_Text passage_
Antropov sits and waits

LANCE HORNBY -- Toronto Sun

, Last Updated: 8:55 AM ET

Nik Antropov has been through plenty of anguish this season on both sides of the Atlantic.

The weary looking Maple Leafs forward is back from his father's funeral in Khazakstan but is on injured reserve, uncertain of his return to the lineup from a suspected tear of the lateral right meniscus, limiting him to six games.

The good news is the problem is not related to the reconstructive surgeries the 25-year-old has undergone on both knees.

He twice has skated with the Leafs since arriving home.

"(The pain) is better than it used to be, but I still have some discomfort," Antropov said yesterday after he worked out at the Air Canada Centre.

"I thought it would be settled down. But the doctors say that I don't have need to have surgery, just take care of it."

His participation in contact drills is pending further medical consultation. But Antropov, who had opened the season on Mats Sundin's wing, is anxious to get back to regular duty.

"It's my second year that I had started pretty good with two goals and an assist," said Antropov, who had a pair of goals in his first three games in 2003-04.

Health and inconsistency have troubled Antropov since the Leafs surprised the National Hockey League in the 1998 draft and made the 6-foot-6 unknown forward their first pick, 10th overall.

BACK HOME

Brought up in a disadvantaged area of Khazakstan, his father Alexander's passing from a heart attack brought him back to his hometown of Ust-Kamenogorsk for the first time in seven years.

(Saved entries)
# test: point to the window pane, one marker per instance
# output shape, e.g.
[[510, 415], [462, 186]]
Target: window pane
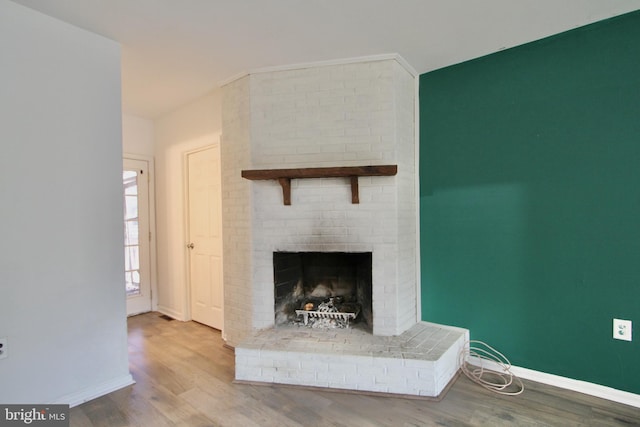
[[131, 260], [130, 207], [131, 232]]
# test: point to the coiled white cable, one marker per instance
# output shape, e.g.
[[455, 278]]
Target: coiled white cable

* * *

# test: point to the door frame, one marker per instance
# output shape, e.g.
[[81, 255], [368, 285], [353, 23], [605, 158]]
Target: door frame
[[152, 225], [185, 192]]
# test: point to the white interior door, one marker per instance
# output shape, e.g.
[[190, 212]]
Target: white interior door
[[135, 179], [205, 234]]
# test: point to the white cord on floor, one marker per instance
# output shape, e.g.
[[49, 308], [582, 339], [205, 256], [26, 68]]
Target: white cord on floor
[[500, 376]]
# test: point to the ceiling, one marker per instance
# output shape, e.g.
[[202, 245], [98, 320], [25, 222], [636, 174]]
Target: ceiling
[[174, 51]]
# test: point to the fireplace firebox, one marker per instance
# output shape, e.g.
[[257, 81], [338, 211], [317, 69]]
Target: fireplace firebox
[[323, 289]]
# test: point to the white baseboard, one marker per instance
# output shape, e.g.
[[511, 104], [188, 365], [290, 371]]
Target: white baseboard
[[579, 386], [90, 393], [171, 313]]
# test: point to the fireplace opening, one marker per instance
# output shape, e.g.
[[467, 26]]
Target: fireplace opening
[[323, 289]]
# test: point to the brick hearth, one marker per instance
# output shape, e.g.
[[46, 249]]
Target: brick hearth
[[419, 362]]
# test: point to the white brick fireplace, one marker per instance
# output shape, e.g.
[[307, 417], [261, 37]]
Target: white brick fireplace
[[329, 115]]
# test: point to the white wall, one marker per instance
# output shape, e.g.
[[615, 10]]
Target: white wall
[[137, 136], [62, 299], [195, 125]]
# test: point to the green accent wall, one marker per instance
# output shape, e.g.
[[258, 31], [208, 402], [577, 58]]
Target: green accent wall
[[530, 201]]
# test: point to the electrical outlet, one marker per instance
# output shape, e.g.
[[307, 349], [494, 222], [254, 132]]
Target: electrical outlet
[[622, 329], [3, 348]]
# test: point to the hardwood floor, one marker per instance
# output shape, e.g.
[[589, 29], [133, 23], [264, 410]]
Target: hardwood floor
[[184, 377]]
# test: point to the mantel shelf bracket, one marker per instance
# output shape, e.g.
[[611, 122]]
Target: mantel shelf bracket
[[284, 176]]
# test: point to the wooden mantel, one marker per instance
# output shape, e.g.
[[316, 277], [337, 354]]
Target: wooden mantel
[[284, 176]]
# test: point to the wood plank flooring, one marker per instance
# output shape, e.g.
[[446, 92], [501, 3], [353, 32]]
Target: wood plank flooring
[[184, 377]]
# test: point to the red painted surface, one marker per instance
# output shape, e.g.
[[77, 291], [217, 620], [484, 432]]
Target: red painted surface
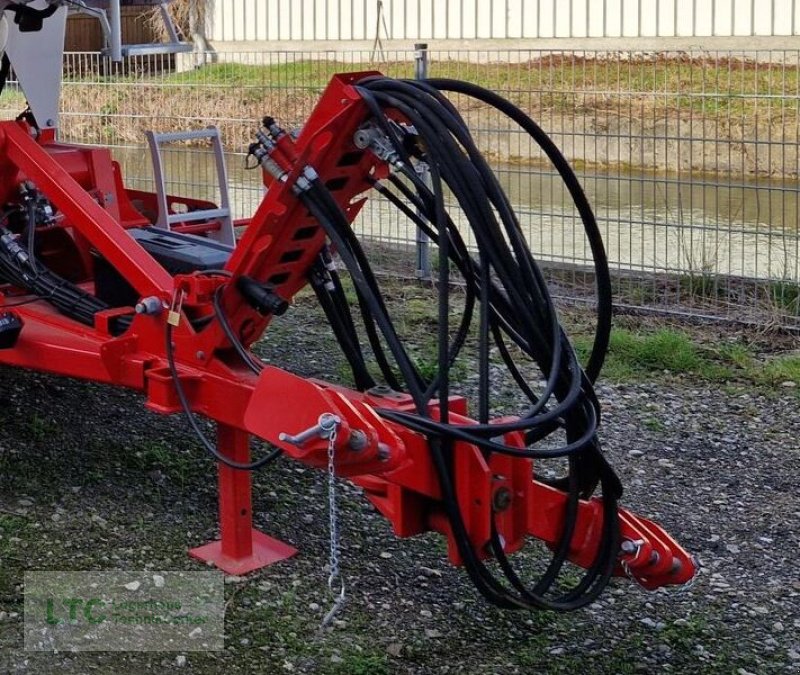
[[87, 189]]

_Problem statement_
Pick up the news story about Nik Antropov after its last sentence and carry it further. The entries aren't needed for what comes next.

_Task result_
"He was having heart problems for the past two or three years and was in hospital about (six months)," Antropov said. "He visited me here just twice and that (long separation) is the most disappointing thing. Family is important. It was nice to get back there.

"The Leafs really took care of me first class. It happened on a weekend and I had to get a visa for my kids because they have Canadian passports. The Leafs found (the proper officials) at the Khazakstanian consulate, so I'm very appreciative."

Alexei Ponikarovsky, the only member of Antropov's opening night line not to be hurt so far, had the winning goal on Monday against the Florida Panthers. He rose from the fourth line under coach Pat Quinn's re-shuffled deck to play wing with Eric Lindros.

Size and speed are not an issue with the 6-foot-4 Ukrainian, but 15 goals in 128 career National Hockey League games doesn't strike fear in the hearts of goaltenders.

"Pony can really skate when he gets that puck in the middle of the ice," Lindros said.

"He's one of those players that when you think the play is about to evaporate, he has the ability to turn on the juice. He has one of the best wrist shots on our squad."